Desafios:
A) No texto sobre arte e luta de classes, qual instituição de São Paulo sofreu um incêndio?
B) Cite do texto sobre arte e luta de classes tudo o que vai de "Ele está pensando" até "todos os planos.", sem mudar uma palavra.
C) Dê continuidade ao texto sobre arte e luta de classes a partir da última frase apresentada.

Trecho selecionado:
----------
Ele está pensando um momento histórico complicado, de intensas disputas entre dois blocos econômicos hegemônicos e com orientações políticas conflitantes, apesar de já neste momento do pós-guerra o chamado comunismo não representar uma ameaça ao capitalismo. Em notável contribuição, Francisco de Oliveira explica a diferença marcante entre as burguesias dos países imperialistas e das de economia dependente. Chico, em Crítica à Razão Dualista, explica que por razões estruturais não haverá no Brasil o rompimento total com o sistema, como se deu com a burguesia europeia nos períodos das revoluções burguesas, onde a ruptura se deu em todos os níveis e em todos os planos.

Aqui, as classes proprietárias rurais são parcialmente hegemônicas, no sentido de manter o controle das relações externas da economia, que lhes propiciava a manutenção do padrão de reprodução do capital adequado para o tipo de economia primário-exportadora. Com o colapso das relações externas, essa hegemonia desemboca no vácuo. (OLIVEIRA, 1981)

Nesse sentido, não seria nenhuma novidade pensar que as expressões culturais refletem no seu interior as mesmas contradições imperantes no campo social, notadamente cindido entre classes antagônicas. O cinema, a música, o teatro, etc., para além de expressar determinadas leituras por meio de uma expressão figurativa da realidade, como afirma Nildo Viana, reflete a defesa de um determinado conjunto de interesses, associando-se, portanto, a um determinado projeto de sociedade, quer queira, quer não. Celso Frederico, em seu livro Marx, Lukács: A Arte na Perspectiva Ontológica, promove este debate, começando por Hegel. Segundo o importante filósofo alemão, a arte tem um fundamento ontológico. Trata-se de uma manifestação que torna o Espírito consciente de seus interesses, diferenciando o homem da natureza. Para Feuerbach, a arte fornece a essência (o universal) e o sensível (o particular), possibilitando uma visão desalienada. Marx entende a arte como um desdobramento do trabalho, sendo trabalho e arte objetivações materiais e não-materiais que permitiram ao homem separar-se da natureza, aproveitando-a para os seus interesses vitais. No entanto, a arte possui leis próprias, precisando também de um aparato teórico específico para uma análise correta.

Em períodos de contradição extrema do capital há toda uma mobilização em torno da produção cultural, assim como no seu ataque, legitimando determinadas expressões enquanto outras são combatidas de forma veemente por meio da jurisdição e da criminalização generalizada. Esse é um fenômeno próprio das lutas de classes, que neste caso se reflete ou se reproduz no âmbito cultural. O cinema, por exemplo, como produção cultural significativa, virou alvo de acusações das mais diversas por apoiadores do governo federal e pelo próprio governo Bolsonaro, que fez questão de cortar verbas como forma primária de neutralizar determinadas produções enquanto, por outro lado, filmes com viés notadamente conservador foram alçados ao patamar do novo, do belo e do relevante, em contraposição ao cinema dito de esquerda (que na maioria das vezes não possui nenhuma qualidade revolucionária, mas que serve como uma espécie de espantalho que legitima o cinema conservador). Uma das tragédias resultantes desse projeto foi o incêndio da Cinemateca Brasileira em São Paulo.
----------
Conteúdo dos dados:
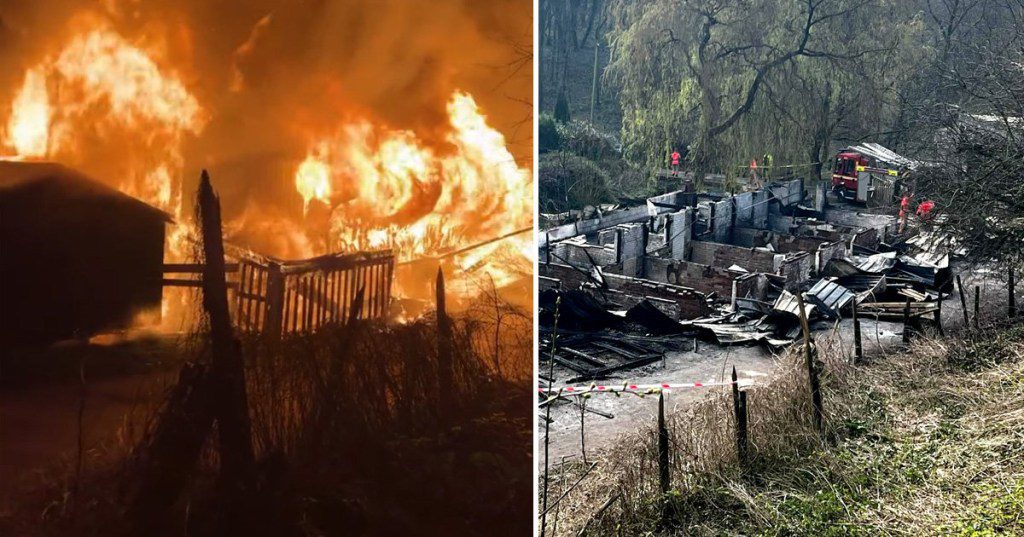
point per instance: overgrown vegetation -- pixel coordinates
(925, 441)
(350, 438)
----------
Resultados dos exercícios:
A) A Cinemateca Brasileira.

B)
Ele está pensando um momento histórico complicado, de intensas disputas entre dois blocos econômicos hegemônicos e com orientações políticas conflitantes, apesar de já neste momento do pós-guerra o chamado comunismo não representar uma ameaça ao capitalismo. Em notável contribuição, Francisco de Oliveira explica a diferença marcante entre as burguesias dos países imperialistas e das de economia dependente. Chico, em Crítica à Razão Dualista, explica que por razões estruturais não haverá no Brasil o rompimento total com o sistema, como se deu com a burguesia europeia nos períodos das revoluções burguesas, onde a ruptura se deu em todos os níveis e em todos os planos.

C)
Figuras como Josias Teófilo, que num passado recente não faria qualquer diferença na produção cinematográfica, transformam-se incrivelmente em importantes nomes do cinema. Na música temos também um fenômeno parecido. Se analisarmos expressões de resistência como é o caso do rap, notamos fundamentais transformações no que diz respeito às suas expressões e até mesmo valores. Os processos de mercantilização da cultura Hip Hop teve no rap sua expressão mais notável, a ponto também de surgir o rap conservador de direita, algo impensável antes. Essa adaptação, somente a título de exemplo, pode ser observada na recente entrevista que Mano Brown fez com o vereador da extrema-direita Fernando Holliday, do Partido Novo. Escrevi um breve texto sobre isso que está disponível aqui no Passa Palavra.

O caráter regressivo da arte dos últimos vinte anos diz respeito ao seu imobilismo frente à resolução de antigos problemas, já que em todo o período da modernidade ela esteve submetida a uma racionalidade instrumentalizada para o mercado, principalmente quando do advento e desenvolvimento da indústria cultural. Esses antigos problemas ao longo do processo de expansão do capital, da revolução tecnológica e da concentração de riqueza complexificaram-se, fazendo muitas vezes com que a reprodução das mesmas práticas com novas roupagens fosse a única tônica para os artistas e produtores em geral, fazendo apenas alguns ascender socialmente.

Edgar Degas (A cantora de luvas, 1878)

O caminho para a emancipação das produções artísticas deve ser pautado por práticas, concepções e teorias antagônicas às já desgastadas concepções liberais ou neoliberais, como as correntes reformistas e pós-modernas. Este é um problema que não está somente na ordem teórica. Apesar de ser imprescindível uma orientação estética e política coerente com as liberdades coletivas e individuais, há no interior das artes um contrassenso com relação a isso. Uma coisa são as contradições internas inerentes a toda e qualquer gregariedade ou experiência mútua; outra coisa é falsificar a teoria política como parte de uma estratégia perversa para a construção de carreiras meteóricas, que também nos serve como premissa básica para a totalidade das reflexões necessárias a uma arte que participe dos processos sociais ativa e propositivamente.

Por outro lado, são muitos os descaminhos da arte hodierna como, por exemplo, o ultraindividualismo dos produtores (ainda que por vezes contenha certa dose de uma proposta coletiva), a abissal alienação desses mesmos produtores com relação aos problemas sociais, os pequenos golpes resultados de uma perspectiva concorrencial, o ódio à crítica, a institucionalização das produções que muitas vezes resulta do cansaço, dos parcos resultados em meio a uma arte independente e em última instância a completa falência dos produtores que caem no esquecimento, acumulando problemas de todas as ordens. A morte desse amplo espectro da arte serve como manutenção de um status quo, tornando a arte uma expressão meramente conservadora.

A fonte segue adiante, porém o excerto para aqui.